(EXERCISE TASK): Only the lines from the one containing "Target: street light pole" through the end of the entries should be repeated, exactly as they appear, first and last included.

● ● ● ●

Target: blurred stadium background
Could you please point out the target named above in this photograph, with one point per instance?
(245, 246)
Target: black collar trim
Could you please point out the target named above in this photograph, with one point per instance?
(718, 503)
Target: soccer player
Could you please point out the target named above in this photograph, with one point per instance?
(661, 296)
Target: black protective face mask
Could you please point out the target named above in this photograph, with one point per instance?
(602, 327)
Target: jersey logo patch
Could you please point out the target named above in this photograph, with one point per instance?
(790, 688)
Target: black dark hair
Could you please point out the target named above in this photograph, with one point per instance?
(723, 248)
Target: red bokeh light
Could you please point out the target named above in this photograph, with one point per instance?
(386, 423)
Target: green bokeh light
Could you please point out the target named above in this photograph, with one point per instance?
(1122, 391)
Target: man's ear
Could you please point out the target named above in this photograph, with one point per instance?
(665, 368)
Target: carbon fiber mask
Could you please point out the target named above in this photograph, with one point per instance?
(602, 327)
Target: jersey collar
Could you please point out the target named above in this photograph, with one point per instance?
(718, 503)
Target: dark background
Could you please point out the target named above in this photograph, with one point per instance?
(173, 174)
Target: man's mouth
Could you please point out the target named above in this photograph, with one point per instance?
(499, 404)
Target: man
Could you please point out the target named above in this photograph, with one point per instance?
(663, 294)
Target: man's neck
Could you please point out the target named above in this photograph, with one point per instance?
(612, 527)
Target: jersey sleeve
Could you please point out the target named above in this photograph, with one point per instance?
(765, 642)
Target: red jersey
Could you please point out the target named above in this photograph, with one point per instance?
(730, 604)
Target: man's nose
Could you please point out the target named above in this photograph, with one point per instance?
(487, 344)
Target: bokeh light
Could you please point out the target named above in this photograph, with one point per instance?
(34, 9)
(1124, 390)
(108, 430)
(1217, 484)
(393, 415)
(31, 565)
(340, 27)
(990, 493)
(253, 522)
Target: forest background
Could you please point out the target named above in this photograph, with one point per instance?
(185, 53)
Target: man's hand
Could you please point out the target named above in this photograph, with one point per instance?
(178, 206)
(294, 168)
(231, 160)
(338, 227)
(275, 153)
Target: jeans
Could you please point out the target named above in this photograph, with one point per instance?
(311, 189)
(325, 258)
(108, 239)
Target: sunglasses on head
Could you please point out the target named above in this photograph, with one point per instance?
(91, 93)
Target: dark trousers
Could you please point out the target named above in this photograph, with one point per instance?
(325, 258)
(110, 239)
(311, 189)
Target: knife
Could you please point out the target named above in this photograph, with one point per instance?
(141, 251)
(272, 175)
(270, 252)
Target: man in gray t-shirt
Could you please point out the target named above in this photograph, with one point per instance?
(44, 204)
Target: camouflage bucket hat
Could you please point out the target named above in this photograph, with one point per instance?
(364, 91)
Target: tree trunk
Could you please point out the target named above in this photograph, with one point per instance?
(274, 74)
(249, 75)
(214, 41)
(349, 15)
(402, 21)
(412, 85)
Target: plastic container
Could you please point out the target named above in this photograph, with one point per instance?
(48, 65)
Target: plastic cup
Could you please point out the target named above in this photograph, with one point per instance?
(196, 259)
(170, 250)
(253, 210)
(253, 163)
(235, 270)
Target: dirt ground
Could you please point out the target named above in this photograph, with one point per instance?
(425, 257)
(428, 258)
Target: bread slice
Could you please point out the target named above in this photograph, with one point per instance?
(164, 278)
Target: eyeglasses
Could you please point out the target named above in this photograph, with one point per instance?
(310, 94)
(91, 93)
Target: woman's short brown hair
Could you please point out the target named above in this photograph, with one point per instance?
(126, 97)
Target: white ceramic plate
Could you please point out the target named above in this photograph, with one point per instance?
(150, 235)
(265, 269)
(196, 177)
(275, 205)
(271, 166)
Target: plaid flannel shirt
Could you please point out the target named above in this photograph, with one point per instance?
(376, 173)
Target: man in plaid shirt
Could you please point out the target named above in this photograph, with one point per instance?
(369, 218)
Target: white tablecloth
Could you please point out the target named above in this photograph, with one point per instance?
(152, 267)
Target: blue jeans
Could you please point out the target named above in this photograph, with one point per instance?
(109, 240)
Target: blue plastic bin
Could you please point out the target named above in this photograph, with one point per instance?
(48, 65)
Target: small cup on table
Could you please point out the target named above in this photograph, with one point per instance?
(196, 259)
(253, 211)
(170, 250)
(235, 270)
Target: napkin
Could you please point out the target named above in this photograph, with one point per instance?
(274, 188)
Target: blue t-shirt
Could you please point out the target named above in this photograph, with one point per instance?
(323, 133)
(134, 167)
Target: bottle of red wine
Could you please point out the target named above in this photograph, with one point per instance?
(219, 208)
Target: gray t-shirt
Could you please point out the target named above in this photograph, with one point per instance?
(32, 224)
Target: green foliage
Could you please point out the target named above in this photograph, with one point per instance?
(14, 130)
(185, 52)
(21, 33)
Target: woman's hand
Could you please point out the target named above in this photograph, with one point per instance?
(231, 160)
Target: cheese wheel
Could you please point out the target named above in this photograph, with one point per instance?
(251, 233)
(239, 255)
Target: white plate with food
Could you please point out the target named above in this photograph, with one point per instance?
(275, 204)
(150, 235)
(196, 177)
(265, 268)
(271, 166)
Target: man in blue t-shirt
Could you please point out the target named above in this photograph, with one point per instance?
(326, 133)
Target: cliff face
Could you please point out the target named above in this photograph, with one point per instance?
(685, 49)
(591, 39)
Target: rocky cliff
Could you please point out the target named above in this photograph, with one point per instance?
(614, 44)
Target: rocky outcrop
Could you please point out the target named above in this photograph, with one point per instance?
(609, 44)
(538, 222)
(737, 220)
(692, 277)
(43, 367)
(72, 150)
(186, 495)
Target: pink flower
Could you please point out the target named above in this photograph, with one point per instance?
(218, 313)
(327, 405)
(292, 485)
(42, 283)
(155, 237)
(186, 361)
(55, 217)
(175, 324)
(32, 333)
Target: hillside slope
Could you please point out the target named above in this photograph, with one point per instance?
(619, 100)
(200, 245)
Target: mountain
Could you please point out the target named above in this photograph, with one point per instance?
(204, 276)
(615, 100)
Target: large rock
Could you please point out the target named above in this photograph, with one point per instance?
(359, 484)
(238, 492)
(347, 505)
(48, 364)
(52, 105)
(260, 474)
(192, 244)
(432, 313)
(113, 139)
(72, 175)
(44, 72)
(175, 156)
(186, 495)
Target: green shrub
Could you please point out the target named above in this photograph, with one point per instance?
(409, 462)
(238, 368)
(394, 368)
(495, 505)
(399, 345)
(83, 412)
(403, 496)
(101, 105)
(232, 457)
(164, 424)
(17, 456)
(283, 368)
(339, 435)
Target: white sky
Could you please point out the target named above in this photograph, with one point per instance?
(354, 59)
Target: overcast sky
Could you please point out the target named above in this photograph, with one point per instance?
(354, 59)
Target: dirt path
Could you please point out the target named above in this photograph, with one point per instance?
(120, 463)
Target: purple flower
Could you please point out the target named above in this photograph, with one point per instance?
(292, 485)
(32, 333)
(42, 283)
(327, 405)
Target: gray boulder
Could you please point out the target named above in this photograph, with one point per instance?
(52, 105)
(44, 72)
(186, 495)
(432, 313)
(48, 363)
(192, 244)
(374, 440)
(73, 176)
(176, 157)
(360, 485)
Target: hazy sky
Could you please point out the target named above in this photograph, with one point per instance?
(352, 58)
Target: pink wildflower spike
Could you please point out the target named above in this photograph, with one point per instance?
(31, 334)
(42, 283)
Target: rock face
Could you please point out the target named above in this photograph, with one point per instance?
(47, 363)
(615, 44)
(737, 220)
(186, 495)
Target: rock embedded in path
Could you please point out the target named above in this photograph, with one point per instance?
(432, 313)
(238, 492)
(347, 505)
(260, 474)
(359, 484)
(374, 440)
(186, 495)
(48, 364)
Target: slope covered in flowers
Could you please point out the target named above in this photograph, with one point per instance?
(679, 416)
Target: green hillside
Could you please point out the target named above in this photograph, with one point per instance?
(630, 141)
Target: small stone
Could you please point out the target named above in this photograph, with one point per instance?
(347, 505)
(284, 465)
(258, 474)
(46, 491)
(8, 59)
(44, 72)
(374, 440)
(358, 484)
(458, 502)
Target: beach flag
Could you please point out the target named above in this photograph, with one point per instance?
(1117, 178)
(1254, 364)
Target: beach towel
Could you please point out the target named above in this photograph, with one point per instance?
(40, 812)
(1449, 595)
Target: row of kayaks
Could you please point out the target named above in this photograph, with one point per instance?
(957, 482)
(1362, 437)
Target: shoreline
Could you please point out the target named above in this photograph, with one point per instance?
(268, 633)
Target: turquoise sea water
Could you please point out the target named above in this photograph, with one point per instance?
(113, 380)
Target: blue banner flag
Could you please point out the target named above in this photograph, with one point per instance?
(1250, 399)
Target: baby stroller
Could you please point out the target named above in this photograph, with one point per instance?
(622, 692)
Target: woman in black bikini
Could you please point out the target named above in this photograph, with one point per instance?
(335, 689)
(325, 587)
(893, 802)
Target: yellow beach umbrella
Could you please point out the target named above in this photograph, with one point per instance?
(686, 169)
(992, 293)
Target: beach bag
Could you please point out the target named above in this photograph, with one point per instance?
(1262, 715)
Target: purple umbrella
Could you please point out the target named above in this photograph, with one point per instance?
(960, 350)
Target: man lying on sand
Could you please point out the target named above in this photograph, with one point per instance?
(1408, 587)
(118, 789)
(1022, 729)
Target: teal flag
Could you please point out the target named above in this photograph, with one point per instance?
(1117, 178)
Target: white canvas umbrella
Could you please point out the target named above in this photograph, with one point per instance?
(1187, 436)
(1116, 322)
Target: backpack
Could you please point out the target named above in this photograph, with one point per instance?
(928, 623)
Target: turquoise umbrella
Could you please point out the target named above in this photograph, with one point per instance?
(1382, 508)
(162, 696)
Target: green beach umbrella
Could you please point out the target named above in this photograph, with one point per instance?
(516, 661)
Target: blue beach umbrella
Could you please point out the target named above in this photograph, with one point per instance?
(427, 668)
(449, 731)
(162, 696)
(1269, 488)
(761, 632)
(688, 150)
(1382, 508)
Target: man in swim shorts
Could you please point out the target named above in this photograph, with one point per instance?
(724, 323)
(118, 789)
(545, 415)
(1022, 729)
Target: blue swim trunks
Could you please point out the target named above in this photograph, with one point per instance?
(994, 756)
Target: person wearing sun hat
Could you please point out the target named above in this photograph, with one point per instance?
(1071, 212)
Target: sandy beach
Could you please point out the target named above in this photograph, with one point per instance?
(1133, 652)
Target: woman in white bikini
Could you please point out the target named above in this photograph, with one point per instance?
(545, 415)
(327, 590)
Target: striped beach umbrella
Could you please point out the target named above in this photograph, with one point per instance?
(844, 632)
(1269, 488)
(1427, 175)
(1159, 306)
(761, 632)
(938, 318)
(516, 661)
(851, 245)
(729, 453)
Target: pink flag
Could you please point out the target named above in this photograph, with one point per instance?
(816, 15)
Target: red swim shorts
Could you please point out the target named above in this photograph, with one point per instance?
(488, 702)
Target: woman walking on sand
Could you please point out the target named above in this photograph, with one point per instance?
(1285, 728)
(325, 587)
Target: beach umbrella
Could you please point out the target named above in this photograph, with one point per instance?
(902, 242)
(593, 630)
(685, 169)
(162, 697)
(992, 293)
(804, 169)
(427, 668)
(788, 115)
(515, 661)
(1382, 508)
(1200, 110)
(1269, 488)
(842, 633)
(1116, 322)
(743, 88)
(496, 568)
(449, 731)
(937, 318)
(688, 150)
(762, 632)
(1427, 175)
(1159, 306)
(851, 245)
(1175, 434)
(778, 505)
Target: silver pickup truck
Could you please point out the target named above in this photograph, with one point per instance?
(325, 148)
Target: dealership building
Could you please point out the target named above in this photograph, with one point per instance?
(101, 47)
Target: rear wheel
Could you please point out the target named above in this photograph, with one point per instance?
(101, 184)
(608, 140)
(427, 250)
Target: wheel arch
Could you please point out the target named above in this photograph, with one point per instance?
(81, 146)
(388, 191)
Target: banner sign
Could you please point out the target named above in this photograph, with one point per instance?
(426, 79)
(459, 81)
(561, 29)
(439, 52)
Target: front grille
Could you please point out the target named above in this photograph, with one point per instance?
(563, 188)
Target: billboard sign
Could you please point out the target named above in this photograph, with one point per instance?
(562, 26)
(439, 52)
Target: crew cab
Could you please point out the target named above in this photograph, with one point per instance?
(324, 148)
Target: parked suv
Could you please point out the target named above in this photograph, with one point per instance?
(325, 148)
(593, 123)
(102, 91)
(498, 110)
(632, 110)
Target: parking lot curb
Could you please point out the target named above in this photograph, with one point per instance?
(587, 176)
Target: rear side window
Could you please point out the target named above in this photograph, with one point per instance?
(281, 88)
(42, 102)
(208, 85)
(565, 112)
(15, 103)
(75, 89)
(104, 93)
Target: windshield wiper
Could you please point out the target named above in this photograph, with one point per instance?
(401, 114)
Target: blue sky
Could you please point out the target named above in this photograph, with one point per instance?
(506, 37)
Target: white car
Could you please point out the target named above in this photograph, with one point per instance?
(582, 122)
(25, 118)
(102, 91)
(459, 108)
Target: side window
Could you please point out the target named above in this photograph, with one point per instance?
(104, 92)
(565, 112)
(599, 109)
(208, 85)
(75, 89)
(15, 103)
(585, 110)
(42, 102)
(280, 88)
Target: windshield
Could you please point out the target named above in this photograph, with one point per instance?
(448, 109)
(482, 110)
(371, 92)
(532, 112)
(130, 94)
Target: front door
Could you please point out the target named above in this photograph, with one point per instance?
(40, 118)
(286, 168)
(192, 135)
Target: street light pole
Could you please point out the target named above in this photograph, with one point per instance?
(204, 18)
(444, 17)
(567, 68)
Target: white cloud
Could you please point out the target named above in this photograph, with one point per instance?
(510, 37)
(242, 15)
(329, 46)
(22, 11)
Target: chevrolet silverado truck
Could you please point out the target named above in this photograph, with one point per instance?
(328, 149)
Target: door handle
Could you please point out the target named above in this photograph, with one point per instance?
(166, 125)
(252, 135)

● ● ● ●

(COMPLETE OUTPUT):
Target: street light pole
Could you please point out the target named above in this photograph, with one point per instance?
(204, 18)
(444, 17)
(567, 68)
Target: white cloud
Could you please point out the target named above in this photograph, with one point per instance?
(510, 37)
(242, 15)
(329, 46)
(22, 11)
Target: chevrolet silverado truck
Could you please point out the target named above in this photograph, with one point per instance?
(328, 149)
Target: door handle
Could you please point out the target named above in this photograph, with one point per instance?
(166, 125)
(252, 135)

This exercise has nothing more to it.